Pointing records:
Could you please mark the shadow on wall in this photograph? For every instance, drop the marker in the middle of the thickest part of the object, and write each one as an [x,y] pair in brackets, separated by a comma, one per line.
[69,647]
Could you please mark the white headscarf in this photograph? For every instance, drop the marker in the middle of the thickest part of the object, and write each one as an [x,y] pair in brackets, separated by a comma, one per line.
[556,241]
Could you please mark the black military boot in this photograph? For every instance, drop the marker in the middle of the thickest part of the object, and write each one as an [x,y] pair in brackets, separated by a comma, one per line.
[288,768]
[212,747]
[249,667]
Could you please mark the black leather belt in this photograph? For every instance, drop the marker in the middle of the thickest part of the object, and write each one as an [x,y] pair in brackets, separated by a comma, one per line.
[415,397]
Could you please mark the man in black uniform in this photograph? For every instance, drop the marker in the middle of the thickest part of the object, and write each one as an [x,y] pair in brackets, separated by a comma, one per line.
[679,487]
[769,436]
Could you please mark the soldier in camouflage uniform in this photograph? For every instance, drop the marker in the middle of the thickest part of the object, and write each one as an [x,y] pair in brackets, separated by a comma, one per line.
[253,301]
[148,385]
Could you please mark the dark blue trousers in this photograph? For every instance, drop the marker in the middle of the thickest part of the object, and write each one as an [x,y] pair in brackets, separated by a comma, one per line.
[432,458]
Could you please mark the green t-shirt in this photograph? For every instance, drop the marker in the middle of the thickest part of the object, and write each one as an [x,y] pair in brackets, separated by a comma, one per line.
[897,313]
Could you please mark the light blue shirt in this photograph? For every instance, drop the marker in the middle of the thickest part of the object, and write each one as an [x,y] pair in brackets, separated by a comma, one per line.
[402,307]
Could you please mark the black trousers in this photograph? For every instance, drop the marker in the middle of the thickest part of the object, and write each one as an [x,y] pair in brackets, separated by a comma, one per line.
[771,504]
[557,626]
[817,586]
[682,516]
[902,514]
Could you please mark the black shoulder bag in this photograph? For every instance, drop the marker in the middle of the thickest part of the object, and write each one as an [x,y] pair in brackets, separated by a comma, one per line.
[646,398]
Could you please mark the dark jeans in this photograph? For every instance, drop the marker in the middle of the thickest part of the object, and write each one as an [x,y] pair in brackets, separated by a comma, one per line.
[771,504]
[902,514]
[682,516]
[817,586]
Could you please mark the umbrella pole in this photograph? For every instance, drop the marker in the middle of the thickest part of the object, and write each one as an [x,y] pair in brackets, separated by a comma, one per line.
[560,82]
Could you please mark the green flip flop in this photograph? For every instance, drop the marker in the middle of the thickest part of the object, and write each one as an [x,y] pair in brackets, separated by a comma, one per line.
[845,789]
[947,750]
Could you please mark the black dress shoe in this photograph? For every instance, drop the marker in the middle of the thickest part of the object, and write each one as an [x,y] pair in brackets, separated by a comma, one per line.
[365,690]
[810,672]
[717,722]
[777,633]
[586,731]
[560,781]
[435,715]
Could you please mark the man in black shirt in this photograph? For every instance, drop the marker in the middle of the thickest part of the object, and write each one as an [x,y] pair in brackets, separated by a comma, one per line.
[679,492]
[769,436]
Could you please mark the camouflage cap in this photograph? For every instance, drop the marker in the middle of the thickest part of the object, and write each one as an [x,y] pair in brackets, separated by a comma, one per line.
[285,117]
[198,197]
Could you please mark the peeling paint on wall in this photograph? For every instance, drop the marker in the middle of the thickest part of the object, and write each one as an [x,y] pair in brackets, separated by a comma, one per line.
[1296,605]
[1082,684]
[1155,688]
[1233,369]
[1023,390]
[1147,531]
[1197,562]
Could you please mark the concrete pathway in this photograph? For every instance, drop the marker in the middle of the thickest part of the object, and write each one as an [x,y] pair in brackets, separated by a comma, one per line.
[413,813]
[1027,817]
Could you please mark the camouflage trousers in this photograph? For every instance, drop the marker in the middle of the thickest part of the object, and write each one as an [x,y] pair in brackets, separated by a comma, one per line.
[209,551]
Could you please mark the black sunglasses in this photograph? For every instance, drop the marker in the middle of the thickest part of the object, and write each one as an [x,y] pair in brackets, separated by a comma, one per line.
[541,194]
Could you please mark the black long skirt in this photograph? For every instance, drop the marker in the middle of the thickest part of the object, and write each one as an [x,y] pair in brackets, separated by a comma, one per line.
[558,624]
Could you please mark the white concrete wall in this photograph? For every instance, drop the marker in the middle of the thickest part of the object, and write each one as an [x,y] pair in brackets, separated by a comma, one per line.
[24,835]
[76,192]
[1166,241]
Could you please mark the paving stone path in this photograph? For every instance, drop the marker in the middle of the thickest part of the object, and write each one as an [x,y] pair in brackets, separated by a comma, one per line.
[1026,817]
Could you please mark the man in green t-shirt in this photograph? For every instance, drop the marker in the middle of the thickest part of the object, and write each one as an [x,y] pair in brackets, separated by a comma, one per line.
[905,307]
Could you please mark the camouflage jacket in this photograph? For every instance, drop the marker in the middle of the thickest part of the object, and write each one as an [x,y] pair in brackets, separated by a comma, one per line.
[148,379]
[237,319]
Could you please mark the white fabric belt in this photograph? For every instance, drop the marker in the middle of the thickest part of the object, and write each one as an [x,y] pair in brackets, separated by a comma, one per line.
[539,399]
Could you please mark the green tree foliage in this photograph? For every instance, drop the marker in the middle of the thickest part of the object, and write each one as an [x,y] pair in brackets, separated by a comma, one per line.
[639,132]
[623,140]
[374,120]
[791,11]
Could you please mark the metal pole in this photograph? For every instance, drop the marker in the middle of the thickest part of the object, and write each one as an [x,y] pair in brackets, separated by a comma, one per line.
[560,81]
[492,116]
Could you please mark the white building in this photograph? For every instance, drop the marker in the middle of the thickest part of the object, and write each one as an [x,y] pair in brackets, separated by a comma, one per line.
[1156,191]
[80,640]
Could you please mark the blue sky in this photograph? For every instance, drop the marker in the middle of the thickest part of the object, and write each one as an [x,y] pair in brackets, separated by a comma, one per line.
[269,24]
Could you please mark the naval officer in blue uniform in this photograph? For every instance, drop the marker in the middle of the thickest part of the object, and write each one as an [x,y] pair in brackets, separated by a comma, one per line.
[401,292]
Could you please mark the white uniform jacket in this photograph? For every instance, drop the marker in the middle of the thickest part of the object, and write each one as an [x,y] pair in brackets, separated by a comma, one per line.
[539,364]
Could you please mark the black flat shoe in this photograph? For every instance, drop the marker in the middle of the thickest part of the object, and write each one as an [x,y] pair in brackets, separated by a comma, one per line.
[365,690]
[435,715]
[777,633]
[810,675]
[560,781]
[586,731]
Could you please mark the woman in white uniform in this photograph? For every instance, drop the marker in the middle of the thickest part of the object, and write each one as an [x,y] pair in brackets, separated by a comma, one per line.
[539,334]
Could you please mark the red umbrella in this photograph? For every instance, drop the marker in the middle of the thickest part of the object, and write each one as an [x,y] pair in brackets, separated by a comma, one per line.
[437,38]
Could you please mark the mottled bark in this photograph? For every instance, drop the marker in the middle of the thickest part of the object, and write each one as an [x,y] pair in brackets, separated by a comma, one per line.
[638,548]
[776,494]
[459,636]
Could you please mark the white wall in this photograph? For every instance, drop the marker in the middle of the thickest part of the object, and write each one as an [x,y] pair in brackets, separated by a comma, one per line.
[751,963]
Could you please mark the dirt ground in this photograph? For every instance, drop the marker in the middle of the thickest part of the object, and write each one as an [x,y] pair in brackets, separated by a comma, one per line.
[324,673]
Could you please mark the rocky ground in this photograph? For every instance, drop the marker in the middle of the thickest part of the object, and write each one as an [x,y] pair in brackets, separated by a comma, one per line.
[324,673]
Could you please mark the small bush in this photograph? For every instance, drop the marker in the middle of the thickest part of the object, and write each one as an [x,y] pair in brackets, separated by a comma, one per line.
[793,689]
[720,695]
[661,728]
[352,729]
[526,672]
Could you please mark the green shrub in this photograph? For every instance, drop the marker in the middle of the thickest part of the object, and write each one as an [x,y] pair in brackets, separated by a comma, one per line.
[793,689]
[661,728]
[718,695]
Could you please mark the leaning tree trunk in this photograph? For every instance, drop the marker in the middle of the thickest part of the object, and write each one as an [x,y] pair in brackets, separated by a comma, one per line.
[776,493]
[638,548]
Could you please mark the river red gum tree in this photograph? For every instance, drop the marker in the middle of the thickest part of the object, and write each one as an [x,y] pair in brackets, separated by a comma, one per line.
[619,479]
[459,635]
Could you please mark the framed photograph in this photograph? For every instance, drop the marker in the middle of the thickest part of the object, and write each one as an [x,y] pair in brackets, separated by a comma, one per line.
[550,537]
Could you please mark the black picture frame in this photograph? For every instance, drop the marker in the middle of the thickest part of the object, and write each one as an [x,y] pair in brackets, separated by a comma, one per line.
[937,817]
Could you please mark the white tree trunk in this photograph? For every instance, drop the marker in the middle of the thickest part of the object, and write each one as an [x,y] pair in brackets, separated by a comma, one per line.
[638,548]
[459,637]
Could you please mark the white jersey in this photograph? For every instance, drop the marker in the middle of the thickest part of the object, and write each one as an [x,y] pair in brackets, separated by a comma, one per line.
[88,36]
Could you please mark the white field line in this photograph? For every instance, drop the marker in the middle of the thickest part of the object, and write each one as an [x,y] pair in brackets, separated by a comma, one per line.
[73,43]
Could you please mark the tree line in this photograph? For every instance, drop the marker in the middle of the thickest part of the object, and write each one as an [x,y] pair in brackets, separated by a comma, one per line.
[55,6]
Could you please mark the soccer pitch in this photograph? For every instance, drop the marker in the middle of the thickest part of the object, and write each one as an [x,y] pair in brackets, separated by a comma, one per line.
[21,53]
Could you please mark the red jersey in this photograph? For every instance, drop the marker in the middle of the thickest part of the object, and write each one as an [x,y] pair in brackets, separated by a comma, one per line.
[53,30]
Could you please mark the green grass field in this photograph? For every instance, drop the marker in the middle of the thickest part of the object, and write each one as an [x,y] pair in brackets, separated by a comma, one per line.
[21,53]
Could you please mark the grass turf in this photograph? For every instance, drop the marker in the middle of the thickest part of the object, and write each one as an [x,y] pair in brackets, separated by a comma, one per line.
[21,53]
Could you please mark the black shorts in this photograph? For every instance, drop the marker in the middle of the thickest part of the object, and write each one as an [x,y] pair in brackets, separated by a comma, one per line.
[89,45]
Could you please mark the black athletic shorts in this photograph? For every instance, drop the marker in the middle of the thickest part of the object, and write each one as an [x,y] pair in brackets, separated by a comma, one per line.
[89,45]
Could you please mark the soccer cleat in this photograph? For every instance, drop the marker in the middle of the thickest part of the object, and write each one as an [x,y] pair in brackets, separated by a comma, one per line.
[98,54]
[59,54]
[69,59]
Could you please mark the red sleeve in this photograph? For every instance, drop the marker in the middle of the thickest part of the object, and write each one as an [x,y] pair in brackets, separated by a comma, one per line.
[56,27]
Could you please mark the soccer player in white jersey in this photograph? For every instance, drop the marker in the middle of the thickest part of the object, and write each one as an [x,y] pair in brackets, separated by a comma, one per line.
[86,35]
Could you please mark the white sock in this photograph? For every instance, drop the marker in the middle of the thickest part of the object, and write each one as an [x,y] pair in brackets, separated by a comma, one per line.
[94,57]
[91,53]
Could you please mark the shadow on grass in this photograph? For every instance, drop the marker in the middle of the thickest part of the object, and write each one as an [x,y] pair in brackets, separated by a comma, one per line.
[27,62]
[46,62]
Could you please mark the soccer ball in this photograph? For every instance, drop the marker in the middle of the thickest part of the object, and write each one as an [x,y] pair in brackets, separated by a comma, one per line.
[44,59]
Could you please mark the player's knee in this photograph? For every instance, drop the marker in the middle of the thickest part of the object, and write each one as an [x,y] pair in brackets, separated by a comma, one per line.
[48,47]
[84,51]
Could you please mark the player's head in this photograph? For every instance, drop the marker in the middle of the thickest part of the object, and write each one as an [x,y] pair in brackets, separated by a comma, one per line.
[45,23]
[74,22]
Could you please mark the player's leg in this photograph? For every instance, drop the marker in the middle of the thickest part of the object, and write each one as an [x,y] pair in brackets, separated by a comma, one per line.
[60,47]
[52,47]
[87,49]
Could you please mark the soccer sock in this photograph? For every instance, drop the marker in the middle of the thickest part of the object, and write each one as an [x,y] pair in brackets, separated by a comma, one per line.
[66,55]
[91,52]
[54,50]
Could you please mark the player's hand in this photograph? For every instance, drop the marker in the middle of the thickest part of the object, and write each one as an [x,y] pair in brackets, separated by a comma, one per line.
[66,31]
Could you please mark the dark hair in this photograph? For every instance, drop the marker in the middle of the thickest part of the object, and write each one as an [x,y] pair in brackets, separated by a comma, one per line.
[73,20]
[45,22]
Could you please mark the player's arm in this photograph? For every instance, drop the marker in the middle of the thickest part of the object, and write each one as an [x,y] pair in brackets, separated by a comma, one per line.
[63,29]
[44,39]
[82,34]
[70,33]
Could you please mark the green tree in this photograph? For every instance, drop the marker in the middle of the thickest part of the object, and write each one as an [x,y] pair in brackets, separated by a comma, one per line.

- [Brief]: Only the lines from the one that contains "Could you please mark the player's leg" through the last line should be repeated, each exactly as it stands, with both ends included.

- [Result of this exercise]:
Could you please mark the player's leg in this photograph? For every instance, drop the marker in the middle of the thickest part of the object, and write each one as an [x,y] pair in brackets, separated by a comma, one per line.
[60,47]
[52,47]
[87,49]
Could you please mark the soccer sock in this photograph? For every instance, drop the marker in the middle of the thickest part of the object, and write each one as an [x,y] pair in brackets, separated by a comma, one per line.
[66,55]
[91,52]
[54,50]
Could you please mark the player's hand in this photograph? For every instance, drop the marker in the middle of the thickest part of the object, and write each one as an [x,y] pair in brackets, separated by a comma, one per line.
[66,31]
Could you please mark the dark hair in this photograph? For every instance, drop the marker in the middle of the thickest part of the object, and write each one as an [x,y] pair in brackets, separated by a comma, one per line.
[73,20]
[45,22]
Could you please mark the player's arm in this photograph? For every instance, drop the marker in the middle of the thickest part of the object, and write each one as an [x,y] pair in brackets, separated by a comma, one per line.
[63,29]
[44,39]
[82,34]
[70,33]
Could you please mark the green tree in this photograph? For every instance, drop the marker in the middle of the thickest part of the object, and write each one as an [x,y] pair in brackets, separated by a comma, one per line.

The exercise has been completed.